Could every line below be transcribed exactly, with the pictures dropped?

(Data records begins)

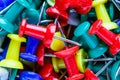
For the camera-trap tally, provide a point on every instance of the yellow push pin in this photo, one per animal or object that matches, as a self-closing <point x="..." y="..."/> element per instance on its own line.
<point x="56" y="44"/>
<point x="12" y="56"/>
<point x="58" y="64"/>
<point x="102" y="14"/>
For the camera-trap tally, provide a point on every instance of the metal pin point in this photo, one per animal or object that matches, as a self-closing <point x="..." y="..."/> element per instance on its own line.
<point x="103" y="68"/>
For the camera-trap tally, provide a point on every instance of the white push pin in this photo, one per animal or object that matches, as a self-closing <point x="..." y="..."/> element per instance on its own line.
<point x="3" y="74"/>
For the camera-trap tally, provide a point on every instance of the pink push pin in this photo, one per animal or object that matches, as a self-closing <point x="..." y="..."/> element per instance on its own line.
<point x="68" y="56"/>
<point x="107" y="36"/>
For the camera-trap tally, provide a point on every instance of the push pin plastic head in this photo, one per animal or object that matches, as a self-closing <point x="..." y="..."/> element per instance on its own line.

(Data records ends)

**Final answer:**
For the camera-trap tally, provide a point on every instance of the yellow push pin in this photo, one per animal or object that matches, as a self-closing <point x="..." y="..."/> element per instance on its own line.
<point x="56" y="44"/>
<point x="12" y="56"/>
<point x="58" y="64"/>
<point x="102" y="14"/>
For the camera-trap tally, provide a point on every instance of the metal pin point in this photo, one per animal or object that matches, as a self-closing <point x="..." y="..."/> element per instance on its own line.
<point x="103" y="68"/>
For the camera-trap tally, provide a point on every instance of the white push pin in this photo, one per animal or object that matches, as a self-closing <point x="..." y="..."/> element per instance on its own line.
<point x="3" y="74"/>
For the camera-trap tally, provide a point on every instance of the pink push pin in this photo, one per animal or object that matches, as a self-closing <point x="..." y="..."/> element per instance on its own line.
<point x="68" y="56"/>
<point x="107" y="36"/>
For the camera-trap tally, provide a point on every instance of the push pin plastic head in this photo, one per animal or object that matches, as a self-closing <point x="..." y="..."/> element per instance on its own line.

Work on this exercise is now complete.